══ EXCERPTED DATA ══

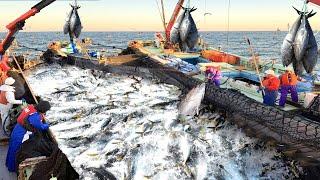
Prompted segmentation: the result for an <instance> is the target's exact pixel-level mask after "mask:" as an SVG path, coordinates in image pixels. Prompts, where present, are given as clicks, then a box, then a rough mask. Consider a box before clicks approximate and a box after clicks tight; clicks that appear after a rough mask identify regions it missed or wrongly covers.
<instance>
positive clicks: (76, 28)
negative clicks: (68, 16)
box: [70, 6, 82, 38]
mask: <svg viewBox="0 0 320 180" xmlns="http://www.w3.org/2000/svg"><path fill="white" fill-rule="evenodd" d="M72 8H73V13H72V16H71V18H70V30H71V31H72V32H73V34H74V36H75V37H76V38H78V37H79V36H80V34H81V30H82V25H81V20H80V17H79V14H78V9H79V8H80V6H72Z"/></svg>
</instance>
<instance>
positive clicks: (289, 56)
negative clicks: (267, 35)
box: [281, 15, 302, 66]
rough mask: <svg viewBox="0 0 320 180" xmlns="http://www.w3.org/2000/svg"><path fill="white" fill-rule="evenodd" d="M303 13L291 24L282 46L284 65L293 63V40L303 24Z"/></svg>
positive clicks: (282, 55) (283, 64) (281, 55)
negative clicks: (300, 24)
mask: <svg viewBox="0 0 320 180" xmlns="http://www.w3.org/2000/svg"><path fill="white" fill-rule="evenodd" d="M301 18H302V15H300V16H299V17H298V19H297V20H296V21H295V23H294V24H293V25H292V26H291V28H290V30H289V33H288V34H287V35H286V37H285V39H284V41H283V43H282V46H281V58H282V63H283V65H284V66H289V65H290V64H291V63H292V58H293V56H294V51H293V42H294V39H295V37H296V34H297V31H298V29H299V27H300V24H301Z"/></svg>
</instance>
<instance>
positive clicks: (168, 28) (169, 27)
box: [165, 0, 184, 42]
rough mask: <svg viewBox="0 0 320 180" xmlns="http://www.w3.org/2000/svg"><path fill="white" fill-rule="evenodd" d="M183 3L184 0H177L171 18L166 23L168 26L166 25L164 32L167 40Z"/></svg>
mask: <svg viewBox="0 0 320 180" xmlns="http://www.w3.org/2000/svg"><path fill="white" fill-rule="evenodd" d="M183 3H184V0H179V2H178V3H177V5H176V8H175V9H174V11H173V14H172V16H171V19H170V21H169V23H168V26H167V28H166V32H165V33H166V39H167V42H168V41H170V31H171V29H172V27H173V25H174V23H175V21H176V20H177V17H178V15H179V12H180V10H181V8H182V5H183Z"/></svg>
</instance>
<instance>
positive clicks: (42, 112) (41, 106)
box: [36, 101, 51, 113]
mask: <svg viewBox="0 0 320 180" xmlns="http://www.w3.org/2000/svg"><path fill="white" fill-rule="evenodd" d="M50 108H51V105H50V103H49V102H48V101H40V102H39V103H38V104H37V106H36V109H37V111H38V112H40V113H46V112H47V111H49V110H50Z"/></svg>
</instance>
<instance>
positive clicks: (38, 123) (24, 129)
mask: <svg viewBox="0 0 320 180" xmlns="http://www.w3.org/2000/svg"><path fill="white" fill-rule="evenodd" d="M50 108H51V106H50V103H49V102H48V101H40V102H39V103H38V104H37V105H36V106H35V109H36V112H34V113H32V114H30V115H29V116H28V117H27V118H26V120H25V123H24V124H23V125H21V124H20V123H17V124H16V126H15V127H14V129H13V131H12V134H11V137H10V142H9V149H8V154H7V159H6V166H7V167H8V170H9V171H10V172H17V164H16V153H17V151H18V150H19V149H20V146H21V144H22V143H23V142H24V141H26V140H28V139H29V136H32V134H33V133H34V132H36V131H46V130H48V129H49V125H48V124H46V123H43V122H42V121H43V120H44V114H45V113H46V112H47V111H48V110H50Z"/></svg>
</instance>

═══

• _TASK PROMPT_: Each line from the one containing "positive clicks: (42, 112) (41, 106)" to the close of the records must appear in the output exactly, and no other line.

• _ANSWER TO THIS PROBLEM_:
positive clicks: (42, 112) (41, 106)
box: [36, 101, 51, 113]
mask: <svg viewBox="0 0 320 180" xmlns="http://www.w3.org/2000/svg"><path fill="white" fill-rule="evenodd" d="M50 108H51V105H50V103H49V102H48V101H40V102H39V103H38V104H37V106H36V109H37V111H38V112H40V113H46V112H47V111H49V110H50Z"/></svg>
</instance>
<instance>
positive clicks: (38, 123) (24, 129)
mask: <svg viewBox="0 0 320 180" xmlns="http://www.w3.org/2000/svg"><path fill="white" fill-rule="evenodd" d="M50 108H51V106H50V103H49V102H48V101H40V102H39V103H38V104H37V105H36V106H35V109H36V112H34V113H32V114H30V115H29V116H28V117H27V118H26V120H25V123H24V124H23V125H21V124H20V123H17V124H16V126H15V127H14V129H13V131H12V134H11V137H10V142H9V149H8V154H7V159H6V166H7V167H8V170H9V171H10V172H17V164H16V153H17V151H18V150H19V149H20V146H21V144H22V143H23V142H24V141H26V140H28V139H29V136H32V134H33V133H34V132H36V131H46V130H48V129H49V125H48V124H46V123H43V122H42V121H43V120H44V114H45V113H46V112H47V111H48V110H50Z"/></svg>
</instance>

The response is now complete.